Continúa el editorial sobre la crisis de autoridad y el hartazgo ciudadano a partir de su última oración.

Texto de origen —
- - - - -
Editorial
Crisis de autoridad y hartazgo ciudadano
En los últimos dos días se han producido diversos hechos violentos entre civiles y miembros de corporaciones policiacas en Michoacán, Oaxaca y Chiapas. En la primera de esas entidades, habitantes de la comunidad indígena de Tarícuaro, municipio de Nahuatzen, golpearon a dos elementos de la policía que intentaban contener protestas contra un funcionario de la alcaldía local, al que acusan de prepotencia y de quien pedían su cese. En Oaxaca, pobladores de Santa María Temaxcaltepec fueron detenidos por agentes preventivos tras una confrontación con miembros de organizaciones vinculadas con el partido gobernante en ese estado, el Revolucionario Institucional (PRI). En Rómulo Calzada, Chiapas, los pobladores desarmaron y, hasta la noche de ayer, mantenían “retenidos” a elementos de la policía estatal tras un enfrentamiento entre civiles y uniformados que cobró como saldo una persona muerta y varias heridas.
A primera vista, estos hechos pudieran parecer inconexos y poco significativos, pero no lo son. En efecto, este tipo de enfrentamientos –reproducidos, en los últimos años, en casi todo el país– responden a causas distintas y se originan en circunstancias disímiles; sin embargo, todos ellos tienen un denominador común: el hartazgo de la población ante la ineficacia y los abusos de las presuntas fuerzas del orden público, a su vez síntoma de la descomposición y el agotamiento que acusa el modelo de mando-obediencia sobre el cual está fincada la trama estatal.
- - - - -
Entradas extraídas
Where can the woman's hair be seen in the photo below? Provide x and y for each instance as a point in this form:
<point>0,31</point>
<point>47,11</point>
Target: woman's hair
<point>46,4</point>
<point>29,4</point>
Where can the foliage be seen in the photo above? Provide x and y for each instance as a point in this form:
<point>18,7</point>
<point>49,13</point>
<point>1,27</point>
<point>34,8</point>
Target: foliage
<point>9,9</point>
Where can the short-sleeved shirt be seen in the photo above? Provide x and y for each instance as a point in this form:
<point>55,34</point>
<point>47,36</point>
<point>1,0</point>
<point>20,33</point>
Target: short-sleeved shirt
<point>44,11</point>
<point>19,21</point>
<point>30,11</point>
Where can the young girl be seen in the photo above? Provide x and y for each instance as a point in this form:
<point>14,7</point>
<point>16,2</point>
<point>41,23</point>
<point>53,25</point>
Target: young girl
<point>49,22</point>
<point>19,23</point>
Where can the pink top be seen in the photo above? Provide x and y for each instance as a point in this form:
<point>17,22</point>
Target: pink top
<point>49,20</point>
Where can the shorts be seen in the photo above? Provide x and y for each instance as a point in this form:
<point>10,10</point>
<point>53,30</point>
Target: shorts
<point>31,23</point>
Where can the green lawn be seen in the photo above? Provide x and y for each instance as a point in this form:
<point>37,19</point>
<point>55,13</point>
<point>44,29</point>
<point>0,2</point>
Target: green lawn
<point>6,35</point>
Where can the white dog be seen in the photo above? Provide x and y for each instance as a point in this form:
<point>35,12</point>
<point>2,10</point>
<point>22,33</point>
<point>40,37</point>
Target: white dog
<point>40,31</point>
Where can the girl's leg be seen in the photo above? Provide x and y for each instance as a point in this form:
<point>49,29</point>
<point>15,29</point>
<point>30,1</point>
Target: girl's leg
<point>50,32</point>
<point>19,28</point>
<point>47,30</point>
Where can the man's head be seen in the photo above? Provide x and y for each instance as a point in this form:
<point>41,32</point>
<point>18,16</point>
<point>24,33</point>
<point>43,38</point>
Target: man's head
- - - - -
Resultado —
Ese modelo se encuentra en la base de las teorías del contrato social, y tiene su factor fundamental en la cesión de una parte de las libertades ciudadanas al Estado, a fin de que éste provea bienestar y seguridad a la población. Ello sustenta, entre otras cosas, la caracterización del Estado como detentador del monopolio de la fuerza y hasta de la violencia legítima, pero durante muchos años ese modelo ha sido empleado por las propias autoridades para justificar las relaciones verticales de dominación y la represión violenta de sectores de la ciudadanía que expresan voces disidentes a los designios gubernamentales. Así, los hechos referidos son también botones de muestra de cuán poco representada se ve la población en sus autoridades, paradójicamente en zonas del país donde las condiciones sociales imperantes ameritarían un mayor compromiso de cercanía y solidaridad para con los habitantes.
Por lo demás, las manifestaciones de violencia entre civiles y policías son a su vez síntoma de la desatención que sufren sistemáticamente en nuestro país centenas de expresiones sociales y políticas marginales, que no entran en la agenda de los gobiernos municipales y estatales, ni mucho menos en la federal, y no cobran importancia ante los ojos de la sociedad hasta que estallan en forma violenta.
Finalmente, debe recordarse que por lo general este tipo de conflictos tienden a crecer en magnitud y nivel de conflagración y que sus soluciones tienden a complicarse conforme pasa el tiempo y en la medida en que los gobiernos se empeñan en desoír las demandas ciudadanas, en descalificarlas antes que atenderlas y en apagar las manifestaciones de descontento por medio del uso de la fuerza pública. En los casos comentados, mal harían las autoridades si no mostraran disposición al diálogo y al reconocimiento de quienes, en última instancia, justifican la existencia de su estructura y de sus cargos.